Complete the following:
[1] In the kernel smoothing post, what fills the x-coordinates when none are specified?
[2] List every input that the macro in the kernel smoothing post takes.
[3] Carry on the kernel smoothing post from its last sentence.

Source document:
Thursday, 14 August 2014

Kernel Smoothing Macro for Excel

Introduction

There are multiple ways to smooth a series of data. I wrote an earlier entry detailing the use filters to smooth a data set. Kernel smoothing is another method that is related to filter smoothing. However, instead of using a given, limited set of weights to smooth the data, a function is used to calculate weights for every single data point.

I won't go into the mathematical detail here as Wikipedia has several pages that describe the method in a far better way than I ever could. All I will say is that the method is relatively simple. All we're doing is calculating a weighted average of each point based on every other single point. There are two pages that are helpful:

  1. Kernel Smoother - describes the kernel smoother and how it works
  2. Kernel statistics - describes the various kernels that can be used

The Macro

The macro itself takes 4 inputs:
  1. The y-coordinates of the data series
  2. The x-coordinates of the data series
  3. The kernel to use
  4. The scale parameter of the kernel
The x and y coordinates are fairly self-explanatory. The x-coordinates are filled with values from 1 to the number of y values if no x-coordinates are specified.

[Excerpts of pointing data]
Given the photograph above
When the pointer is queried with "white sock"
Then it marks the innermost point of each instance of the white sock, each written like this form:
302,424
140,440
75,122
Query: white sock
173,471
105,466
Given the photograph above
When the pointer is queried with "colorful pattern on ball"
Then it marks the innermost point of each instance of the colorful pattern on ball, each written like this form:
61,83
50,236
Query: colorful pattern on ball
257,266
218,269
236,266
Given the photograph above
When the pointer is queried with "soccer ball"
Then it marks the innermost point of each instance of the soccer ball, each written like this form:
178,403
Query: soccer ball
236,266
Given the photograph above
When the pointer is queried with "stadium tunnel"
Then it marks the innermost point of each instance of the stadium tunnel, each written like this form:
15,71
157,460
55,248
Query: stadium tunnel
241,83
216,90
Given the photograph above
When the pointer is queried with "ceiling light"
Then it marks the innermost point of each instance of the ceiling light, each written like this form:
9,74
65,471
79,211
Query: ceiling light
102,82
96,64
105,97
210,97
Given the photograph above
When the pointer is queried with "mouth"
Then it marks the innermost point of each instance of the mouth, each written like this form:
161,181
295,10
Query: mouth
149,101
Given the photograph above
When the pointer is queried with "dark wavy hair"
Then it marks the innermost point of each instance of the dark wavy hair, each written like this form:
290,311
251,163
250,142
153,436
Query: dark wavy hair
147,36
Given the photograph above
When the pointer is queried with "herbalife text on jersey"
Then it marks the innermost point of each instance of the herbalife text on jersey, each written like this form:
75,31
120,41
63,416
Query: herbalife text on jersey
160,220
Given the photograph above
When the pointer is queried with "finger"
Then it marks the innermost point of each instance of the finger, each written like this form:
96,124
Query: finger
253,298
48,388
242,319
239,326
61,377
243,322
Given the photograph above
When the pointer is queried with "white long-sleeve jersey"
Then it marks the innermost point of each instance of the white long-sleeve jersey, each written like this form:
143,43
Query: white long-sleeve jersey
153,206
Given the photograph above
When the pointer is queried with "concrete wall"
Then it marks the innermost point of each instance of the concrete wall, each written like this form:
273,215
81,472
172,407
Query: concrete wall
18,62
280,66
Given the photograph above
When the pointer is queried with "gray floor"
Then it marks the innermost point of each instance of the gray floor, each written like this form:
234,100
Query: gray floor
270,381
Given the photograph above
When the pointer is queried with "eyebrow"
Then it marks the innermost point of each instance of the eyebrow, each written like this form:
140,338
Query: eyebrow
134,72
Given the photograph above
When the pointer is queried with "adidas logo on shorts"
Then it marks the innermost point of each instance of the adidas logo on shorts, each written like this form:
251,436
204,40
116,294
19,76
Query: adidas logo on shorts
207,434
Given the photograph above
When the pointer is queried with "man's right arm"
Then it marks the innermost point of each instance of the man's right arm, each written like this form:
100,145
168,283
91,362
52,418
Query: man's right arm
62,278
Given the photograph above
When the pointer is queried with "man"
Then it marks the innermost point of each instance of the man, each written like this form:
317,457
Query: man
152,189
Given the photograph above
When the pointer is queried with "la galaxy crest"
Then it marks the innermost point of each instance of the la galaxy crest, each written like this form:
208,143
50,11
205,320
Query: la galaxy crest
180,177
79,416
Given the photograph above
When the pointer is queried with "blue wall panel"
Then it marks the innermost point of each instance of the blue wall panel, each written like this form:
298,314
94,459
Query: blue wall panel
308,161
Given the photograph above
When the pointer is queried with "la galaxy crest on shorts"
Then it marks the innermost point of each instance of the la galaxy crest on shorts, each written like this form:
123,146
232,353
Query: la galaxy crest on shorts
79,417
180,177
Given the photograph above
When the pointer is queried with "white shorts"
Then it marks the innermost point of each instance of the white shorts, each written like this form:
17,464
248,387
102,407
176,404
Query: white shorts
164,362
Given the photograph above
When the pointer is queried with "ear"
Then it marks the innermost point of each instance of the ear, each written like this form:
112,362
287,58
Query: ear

Answers per task:
[1] Values from 1 to the number of y values.

[2]
1. The y-coordinates of the data series
2. The x-coordinates of the data series
3. The kernel to use
4. The scale parameter of the kernel

[3]
The kernel is the function used to calculate the weight. There are 8 kernel functions to choose from:
  1. Gaussian
  2. Uniform
  3. Triangular
  4. Epanechnikov
  5. Quartic
  6. Cubic
  7. Logistic
  8. Cosine
The default kernel function used is a gaussian and the default scale is 1. The kernel function can be specified with either the full name or the first letter of the function (two in the case of the cosine function).

The scale parameter determines the 'width' of the function i.e. how many neighbouring points are used to calculate the new value of each point. The scale can either be a reference to a cell containing a number, a range or a number. If the scale is a range then it has to be the same size as the range of the y-coordinates if it's size is greater than 1 cell. Also the scales are used by applying scale 1 to point 1, scale 2 to point 2, etc. for every point.

So the function takes the form:
=SmoothKernel(sy as Range,
              Optional sx as Range,
              Optional kerneltype as Variant,
              Optional scaleP as Variant)

The Code

The code isn't particularly elegant, especially when it comes to specifying the scale parameter and the kernel function. I will probably try to change it at some point but it still works so maybe not.

Also the odd comments at the beginning of the macro are in the form they are because I created a macro to run through the functions and create some HTML documentation from them. I'll write an entry about it at some point.


Public Function SmoothKernel(sy As Range, Optional sx As Range, Optional kerneltype As Variant, Optional scaleP As Variant) As Variant
    '@desc;Function to smooth data via kernels by converting every point to the corresponding kernel and summing the result.
    '@param;sy;Range;The y coordinates
    '@param;sx;Range;The x coordinates
    '@param;kernel type;Variant;The kernel to apply. Should be one of Gaussian, Uniform, Triangular, Epanechnikov, Quartic, Cubic, Logistic or Cosine. Defaults to Gaussian.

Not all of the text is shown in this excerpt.